*Problem*.
The answer must consist solely of the lines from the one containing "Target: nightstand drawer" to the end of the entries below, repeated exactly.

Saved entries
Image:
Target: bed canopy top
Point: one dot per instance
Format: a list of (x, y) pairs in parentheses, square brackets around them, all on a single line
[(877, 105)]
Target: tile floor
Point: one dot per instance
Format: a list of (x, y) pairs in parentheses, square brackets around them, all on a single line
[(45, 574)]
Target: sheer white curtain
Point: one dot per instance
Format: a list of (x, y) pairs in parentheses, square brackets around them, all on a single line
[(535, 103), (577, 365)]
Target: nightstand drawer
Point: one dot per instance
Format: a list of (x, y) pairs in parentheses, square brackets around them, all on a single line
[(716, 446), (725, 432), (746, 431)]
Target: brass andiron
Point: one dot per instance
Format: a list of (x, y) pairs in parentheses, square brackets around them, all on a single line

*Solution*.
Target: nightstand drawer
Point: one dot per instance
Format: a list of (x, y) pairs in parentheses, square brackets around them, all on a single line
[(716, 446), (725, 432), (746, 431)]
Target: brass andiron
Point: one dot per instance
Format: a list of (x, y) pairs in parentheses, square brackets around them, all on a single line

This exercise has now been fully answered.